• Extracted information

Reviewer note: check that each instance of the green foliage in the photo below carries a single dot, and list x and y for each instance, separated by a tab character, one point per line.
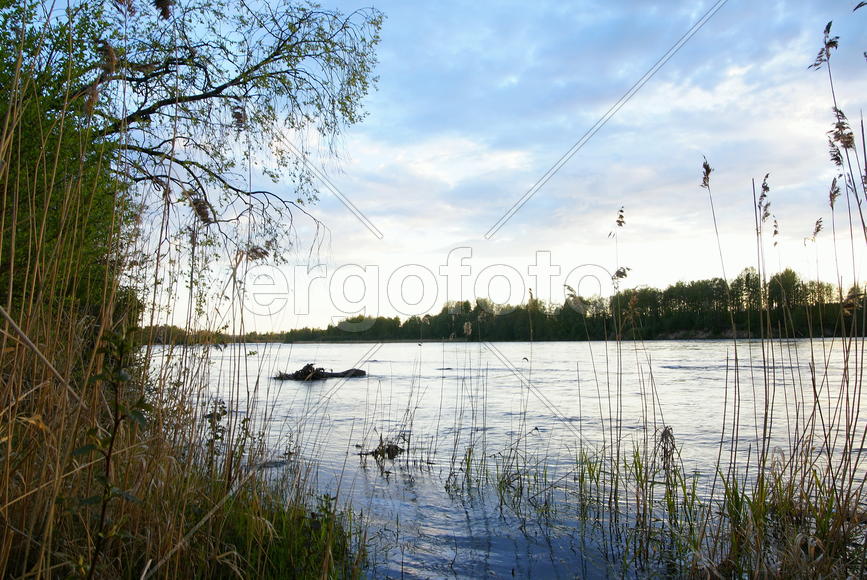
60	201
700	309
* * *
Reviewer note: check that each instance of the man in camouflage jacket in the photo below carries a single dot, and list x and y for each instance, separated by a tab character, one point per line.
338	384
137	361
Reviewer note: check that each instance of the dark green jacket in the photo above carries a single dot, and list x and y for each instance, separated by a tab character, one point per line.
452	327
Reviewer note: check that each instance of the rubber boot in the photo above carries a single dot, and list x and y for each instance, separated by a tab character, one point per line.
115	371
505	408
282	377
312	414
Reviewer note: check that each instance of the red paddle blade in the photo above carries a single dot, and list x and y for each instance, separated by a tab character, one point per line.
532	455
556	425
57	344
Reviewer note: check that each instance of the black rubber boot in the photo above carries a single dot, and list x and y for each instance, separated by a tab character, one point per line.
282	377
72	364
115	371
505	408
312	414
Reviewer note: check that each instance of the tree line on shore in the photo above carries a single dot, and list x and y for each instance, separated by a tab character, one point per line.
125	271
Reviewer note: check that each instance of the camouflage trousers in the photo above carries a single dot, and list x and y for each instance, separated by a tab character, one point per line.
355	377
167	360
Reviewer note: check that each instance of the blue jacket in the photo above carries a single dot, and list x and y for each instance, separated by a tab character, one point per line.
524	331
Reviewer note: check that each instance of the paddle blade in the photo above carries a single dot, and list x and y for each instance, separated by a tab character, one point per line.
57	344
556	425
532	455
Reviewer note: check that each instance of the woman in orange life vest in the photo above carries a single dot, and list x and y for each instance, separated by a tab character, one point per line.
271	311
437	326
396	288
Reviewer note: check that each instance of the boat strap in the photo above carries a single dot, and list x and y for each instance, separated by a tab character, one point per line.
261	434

• Aim of the exercise
Tally the lines above that contain the string "green", where case counts. Give only the number.

• Written solution
2